> **RECORDS PROVIDED**
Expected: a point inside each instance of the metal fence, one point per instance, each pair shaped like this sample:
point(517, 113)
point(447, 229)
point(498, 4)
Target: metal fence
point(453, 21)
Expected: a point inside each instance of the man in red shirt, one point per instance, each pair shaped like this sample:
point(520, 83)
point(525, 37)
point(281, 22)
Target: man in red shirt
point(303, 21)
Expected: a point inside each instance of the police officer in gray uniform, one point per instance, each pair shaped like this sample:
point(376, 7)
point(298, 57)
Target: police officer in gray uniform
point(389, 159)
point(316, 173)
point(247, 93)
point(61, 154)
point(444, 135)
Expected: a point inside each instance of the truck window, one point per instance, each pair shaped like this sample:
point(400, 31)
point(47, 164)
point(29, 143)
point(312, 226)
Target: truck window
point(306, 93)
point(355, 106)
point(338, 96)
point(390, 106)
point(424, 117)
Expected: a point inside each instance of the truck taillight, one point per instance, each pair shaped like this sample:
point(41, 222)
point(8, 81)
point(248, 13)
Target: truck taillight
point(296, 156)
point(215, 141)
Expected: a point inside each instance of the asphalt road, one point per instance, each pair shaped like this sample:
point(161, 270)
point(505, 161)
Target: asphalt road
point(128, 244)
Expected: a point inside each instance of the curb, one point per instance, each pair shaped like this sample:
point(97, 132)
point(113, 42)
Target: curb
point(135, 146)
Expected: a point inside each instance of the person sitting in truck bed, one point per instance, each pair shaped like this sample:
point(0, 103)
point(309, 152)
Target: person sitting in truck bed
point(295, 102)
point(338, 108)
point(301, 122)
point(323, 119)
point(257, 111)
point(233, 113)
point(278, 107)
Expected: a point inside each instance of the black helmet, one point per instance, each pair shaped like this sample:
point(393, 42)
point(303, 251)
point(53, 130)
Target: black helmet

> **STATED EXERCISE**
Copy out every line of the listing above, changing nothing.

> **ANSWER TO THIS EXERCISE**
Expected: a point inside each instance of the metal fence, one point per instance, each pair shaped like this sample:
point(517, 113)
point(447, 229)
point(498, 4)
Target: metal fence
point(453, 21)
Expected: a point inside each instance of the man in red shirt, one point per instance, each pair shaped like this sample:
point(520, 83)
point(525, 37)
point(281, 22)
Target: man in red shirt
point(303, 21)
Expected: a point inside each instance of the police officer in gray uniform, one point per instance, each pair shaped like this sample:
point(376, 7)
point(298, 57)
Target: police officer in gray uniform
point(389, 159)
point(316, 173)
point(247, 93)
point(61, 154)
point(444, 135)
Expected: a point inside each instance of the truck window, one point per instance, each pair shaped like this sample:
point(400, 31)
point(47, 164)
point(29, 143)
point(312, 226)
Target: truck window
point(306, 93)
point(355, 106)
point(338, 96)
point(390, 106)
point(424, 117)
Expected: a point inside each instance of the truck taillight, one point per instance, each pair shaped like this sample:
point(41, 222)
point(8, 81)
point(248, 13)
Target: truck taillight
point(296, 156)
point(215, 141)
Expected: a point inside each instance of the asphalt road, one point per instance, each pair shaped like this sample:
point(161, 270)
point(505, 161)
Target: asphalt road
point(128, 244)
Expected: a point inside each instance of the curb, one point per instance, each pair shaped like this sample:
point(97, 132)
point(113, 42)
Target: curb
point(135, 146)
Expected: a point inside each instance of the person sitting in truck bed, one point per instance, each pair shaped like this sample:
point(0, 103)
point(309, 152)
Target: person sitting in truck bed
point(295, 102)
point(338, 108)
point(301, 122)
point(323, 119)
point(257, 111)
point(233, 113)
point(278, 107)
Expected: a point inside each instance of the black helmet, one point per instance, each pair shaped like this sample:
point(393, 42)
point(303, 251)
point(53, 130)
Target: black helmet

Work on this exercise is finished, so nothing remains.